Your assignment: For every line in the material below that holds "grass", report the line.

Working data:
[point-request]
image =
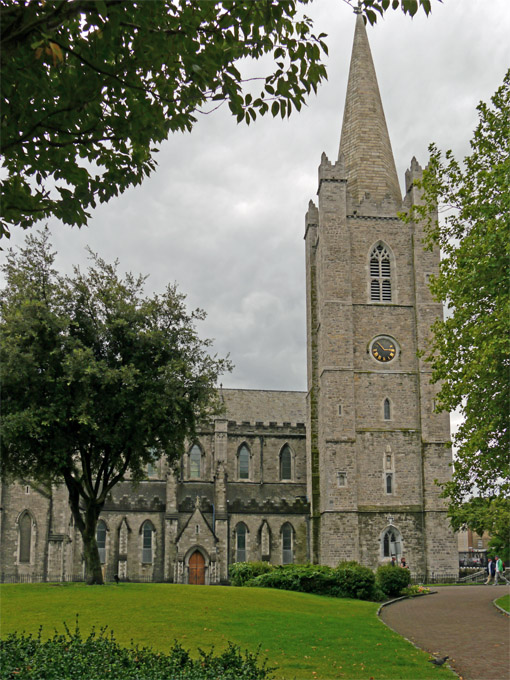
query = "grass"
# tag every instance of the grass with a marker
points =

Response to the exercise:
query = "grass"
# tag every instance of the grass with a marker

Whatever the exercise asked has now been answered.